● **Short exercise 1**:
Show every line of the rows below that contains the word "water".

● **Document extract**:
START
Sports News Ghana native gains footing in U.S. development program
APR 15, 2003 LISTEN

In a sense, it is unfortunate that Freddy Adu is being celebrated as the new superstar of American soccer. For just a few months ago, he wasn't American at all.

He was still Ghanaian, a son of the African country Ghana, that is so proud to be the first below the Sahara to shake off the shackles of European colonialism and declare its independence. Ghana is where Freddy should be starring on the international stage.

Instead, Freddy is the talk of the under-17 U.S. team that is participating this week in the Dallas Cup. He is 13.

He is not exactly another Landon Donovan or DaMarcus Beasley or Eddie Johnson, U.S.-born-and-bred talents. He can't be American soccer's Pele, as some have suggested. Maybe he could be its Hakeem Olajuwon equivalent.

He is part American soccer present, part American soccer product.

Freddy is emblematic of one reason developing countries find footing in the World Cup so uncertain. As the popularity and economics of soccer have expanded, so too has the search for talent. It has pushed more and more scouts into Africa and South America looking for kids, adolescents even, to turn into players. Some even lose their right to play for their birth country's national team if they suit up for another country's national team beforehand.

The scouts offer more money than the talent they've identified can imagine. The scouts send the youngsters to farm clubs in places such as Belgium and France. If the kids don't pan out, and most of them don't, they wind up on the streets with nothing more than a bad memory. It happened to another Ghanaian prodigy, Nii Lampteh, about a decade ago. He flamed out in Europe after becoming an under-17 MVP.

Soccer's greatest ever, Brazil's Pele, calls the whole thing "the slave trade." Freddy very well may have been on that conveyor belt headed to who-knows-where if not for a little bit of luck that landed him in U.S. Soccer's developmental program. How lucky is U.S. Soccer for this, too?

Freddy's mother, Emelia, entered and won one of those occasional green-card lotteries the U.S. government holds in search for immigrants it might like. Freddy's mom said she tried her luck in order to get the best possible education for her two sons.

The Adus moved to the Washington D.C. suburb Potomac, Md., in 1997. Freddy was eight, the oldest boy by two years.

In his native Tema, Ghana, he'd only played around with a soccer ball in the street. In suburban Washington, soccer dads took note. By 10 or 11, he was in Europe with a club team, playing so spectacularly that he attracted those scouts, including one who offered a six-figure contract from an Italian club.

But Freddy's mom turned down that potential ticket to fortune. Instead, she opted for U.S. Soccer's development program based in Bradenton, Fla. Half the day is school; half the day is soccer. In a short time, it has produced not only good players such as Donovan, but soccer players with high school and college diplomas that won't fall flat on their faces if making a living at soccer doesn't work out. Freddy is in an accelerated program and is on pace to earn his high school diploma next May at age 14. He could also graduate to the MLS then, or chance the European leagues, becoming a 14-year-old pro. LeBron who?
END
● **Short exercise 2**:
According to the article on Freddy Adu, why did his mother enter the U.S. green-card lottery? Answer in one to three sentences.

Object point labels
START
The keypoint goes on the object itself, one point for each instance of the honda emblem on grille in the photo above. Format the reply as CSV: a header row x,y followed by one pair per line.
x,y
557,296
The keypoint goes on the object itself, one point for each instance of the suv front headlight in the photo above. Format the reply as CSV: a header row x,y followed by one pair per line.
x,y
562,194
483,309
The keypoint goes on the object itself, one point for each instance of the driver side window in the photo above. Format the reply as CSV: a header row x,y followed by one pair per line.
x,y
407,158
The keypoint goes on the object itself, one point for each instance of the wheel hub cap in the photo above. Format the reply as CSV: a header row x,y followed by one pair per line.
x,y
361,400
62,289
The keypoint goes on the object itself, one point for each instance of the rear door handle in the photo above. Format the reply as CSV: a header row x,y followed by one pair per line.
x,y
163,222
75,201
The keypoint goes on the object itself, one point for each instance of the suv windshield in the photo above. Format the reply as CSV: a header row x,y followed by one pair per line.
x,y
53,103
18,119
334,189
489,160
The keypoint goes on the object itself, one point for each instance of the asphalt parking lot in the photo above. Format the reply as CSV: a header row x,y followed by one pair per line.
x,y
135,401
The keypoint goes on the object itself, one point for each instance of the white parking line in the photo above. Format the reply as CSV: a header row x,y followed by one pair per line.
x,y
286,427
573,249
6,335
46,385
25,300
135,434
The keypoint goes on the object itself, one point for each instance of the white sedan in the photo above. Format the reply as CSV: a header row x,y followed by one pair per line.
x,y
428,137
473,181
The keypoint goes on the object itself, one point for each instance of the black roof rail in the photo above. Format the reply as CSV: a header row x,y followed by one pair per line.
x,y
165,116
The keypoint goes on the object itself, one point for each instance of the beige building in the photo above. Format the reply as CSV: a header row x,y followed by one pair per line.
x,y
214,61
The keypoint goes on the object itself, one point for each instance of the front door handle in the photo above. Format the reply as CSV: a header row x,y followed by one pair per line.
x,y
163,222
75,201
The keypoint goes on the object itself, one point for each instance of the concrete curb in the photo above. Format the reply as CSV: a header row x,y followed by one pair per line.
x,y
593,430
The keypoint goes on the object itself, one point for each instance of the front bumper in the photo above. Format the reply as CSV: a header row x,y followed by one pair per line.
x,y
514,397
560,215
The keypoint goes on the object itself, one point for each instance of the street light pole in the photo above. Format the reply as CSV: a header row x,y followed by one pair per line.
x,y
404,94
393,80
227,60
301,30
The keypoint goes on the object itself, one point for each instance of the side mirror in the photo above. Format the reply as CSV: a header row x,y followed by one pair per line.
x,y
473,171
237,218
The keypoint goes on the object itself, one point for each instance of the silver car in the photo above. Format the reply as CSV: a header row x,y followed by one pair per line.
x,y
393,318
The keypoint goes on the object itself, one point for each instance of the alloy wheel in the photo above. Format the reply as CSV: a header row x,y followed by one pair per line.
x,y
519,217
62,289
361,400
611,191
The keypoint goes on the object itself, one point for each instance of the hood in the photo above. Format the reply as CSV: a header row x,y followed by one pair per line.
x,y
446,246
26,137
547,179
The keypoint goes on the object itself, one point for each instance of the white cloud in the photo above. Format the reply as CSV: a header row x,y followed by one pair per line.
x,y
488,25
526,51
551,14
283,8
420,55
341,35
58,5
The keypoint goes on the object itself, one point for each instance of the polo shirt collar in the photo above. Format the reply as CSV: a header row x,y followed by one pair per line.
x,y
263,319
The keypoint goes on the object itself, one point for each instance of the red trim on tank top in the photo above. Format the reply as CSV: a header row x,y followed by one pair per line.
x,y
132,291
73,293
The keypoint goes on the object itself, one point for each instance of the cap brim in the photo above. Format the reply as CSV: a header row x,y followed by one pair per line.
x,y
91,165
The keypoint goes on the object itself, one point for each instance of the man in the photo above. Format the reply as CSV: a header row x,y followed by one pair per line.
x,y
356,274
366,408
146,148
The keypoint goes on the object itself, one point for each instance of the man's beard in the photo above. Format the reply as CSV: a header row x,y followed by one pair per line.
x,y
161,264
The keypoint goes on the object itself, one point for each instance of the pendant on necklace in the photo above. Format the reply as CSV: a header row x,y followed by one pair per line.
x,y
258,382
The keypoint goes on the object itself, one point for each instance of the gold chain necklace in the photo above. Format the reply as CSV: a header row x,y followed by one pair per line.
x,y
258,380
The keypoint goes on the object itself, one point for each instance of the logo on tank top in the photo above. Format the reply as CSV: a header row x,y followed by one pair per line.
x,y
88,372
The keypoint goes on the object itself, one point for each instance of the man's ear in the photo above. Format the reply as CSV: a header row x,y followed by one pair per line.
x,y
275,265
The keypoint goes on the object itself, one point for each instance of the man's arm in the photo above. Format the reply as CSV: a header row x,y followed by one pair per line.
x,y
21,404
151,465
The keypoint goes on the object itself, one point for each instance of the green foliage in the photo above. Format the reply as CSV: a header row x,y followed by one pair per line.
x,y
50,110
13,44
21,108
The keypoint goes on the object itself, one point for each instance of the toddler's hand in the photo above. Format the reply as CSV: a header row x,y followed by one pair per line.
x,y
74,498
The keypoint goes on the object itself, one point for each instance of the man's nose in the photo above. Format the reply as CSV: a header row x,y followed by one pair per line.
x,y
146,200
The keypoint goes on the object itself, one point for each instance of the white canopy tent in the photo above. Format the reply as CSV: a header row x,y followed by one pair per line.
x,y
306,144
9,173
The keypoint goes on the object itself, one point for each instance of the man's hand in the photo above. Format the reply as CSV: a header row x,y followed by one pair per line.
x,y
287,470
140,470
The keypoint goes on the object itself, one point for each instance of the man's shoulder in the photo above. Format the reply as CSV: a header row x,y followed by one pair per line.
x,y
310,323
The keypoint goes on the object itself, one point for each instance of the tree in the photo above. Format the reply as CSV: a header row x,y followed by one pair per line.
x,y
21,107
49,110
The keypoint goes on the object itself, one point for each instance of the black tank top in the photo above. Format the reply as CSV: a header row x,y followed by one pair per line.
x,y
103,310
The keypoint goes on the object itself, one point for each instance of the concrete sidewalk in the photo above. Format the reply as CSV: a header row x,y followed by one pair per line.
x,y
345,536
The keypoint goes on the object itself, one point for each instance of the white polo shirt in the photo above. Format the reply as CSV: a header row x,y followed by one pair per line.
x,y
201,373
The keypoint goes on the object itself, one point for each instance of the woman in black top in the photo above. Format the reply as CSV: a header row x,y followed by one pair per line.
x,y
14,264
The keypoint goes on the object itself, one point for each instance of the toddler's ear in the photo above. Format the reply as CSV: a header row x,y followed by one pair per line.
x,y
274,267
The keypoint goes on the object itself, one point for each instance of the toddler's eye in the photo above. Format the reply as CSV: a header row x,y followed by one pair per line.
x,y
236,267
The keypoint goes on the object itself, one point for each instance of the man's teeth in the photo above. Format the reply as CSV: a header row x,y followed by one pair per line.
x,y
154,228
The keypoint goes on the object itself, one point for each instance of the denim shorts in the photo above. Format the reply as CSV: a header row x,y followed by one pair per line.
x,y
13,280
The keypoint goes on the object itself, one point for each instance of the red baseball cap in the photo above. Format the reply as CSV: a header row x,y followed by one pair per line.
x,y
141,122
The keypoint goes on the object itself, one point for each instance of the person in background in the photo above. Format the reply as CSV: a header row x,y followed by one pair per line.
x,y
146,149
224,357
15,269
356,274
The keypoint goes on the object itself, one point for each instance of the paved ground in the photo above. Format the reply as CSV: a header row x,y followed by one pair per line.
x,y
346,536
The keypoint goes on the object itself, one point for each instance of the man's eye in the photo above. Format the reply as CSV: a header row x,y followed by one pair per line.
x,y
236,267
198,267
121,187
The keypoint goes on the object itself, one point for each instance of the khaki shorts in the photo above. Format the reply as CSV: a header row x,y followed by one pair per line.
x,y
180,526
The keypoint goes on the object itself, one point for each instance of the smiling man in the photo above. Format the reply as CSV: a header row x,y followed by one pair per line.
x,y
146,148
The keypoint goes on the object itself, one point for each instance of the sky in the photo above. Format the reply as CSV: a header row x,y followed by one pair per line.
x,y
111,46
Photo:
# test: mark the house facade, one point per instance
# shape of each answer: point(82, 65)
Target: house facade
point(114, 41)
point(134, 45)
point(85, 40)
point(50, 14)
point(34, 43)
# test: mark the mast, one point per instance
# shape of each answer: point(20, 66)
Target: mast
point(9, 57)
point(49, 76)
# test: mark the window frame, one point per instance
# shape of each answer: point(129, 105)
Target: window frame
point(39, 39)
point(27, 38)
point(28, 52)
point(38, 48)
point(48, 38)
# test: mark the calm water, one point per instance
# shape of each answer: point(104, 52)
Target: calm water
END
● **Full answer 1**:
# test: mark the calm water, one point per instance
Target: calm water

● **Full answer 2**:
She entered the lottery to get the best possible education for her two sons.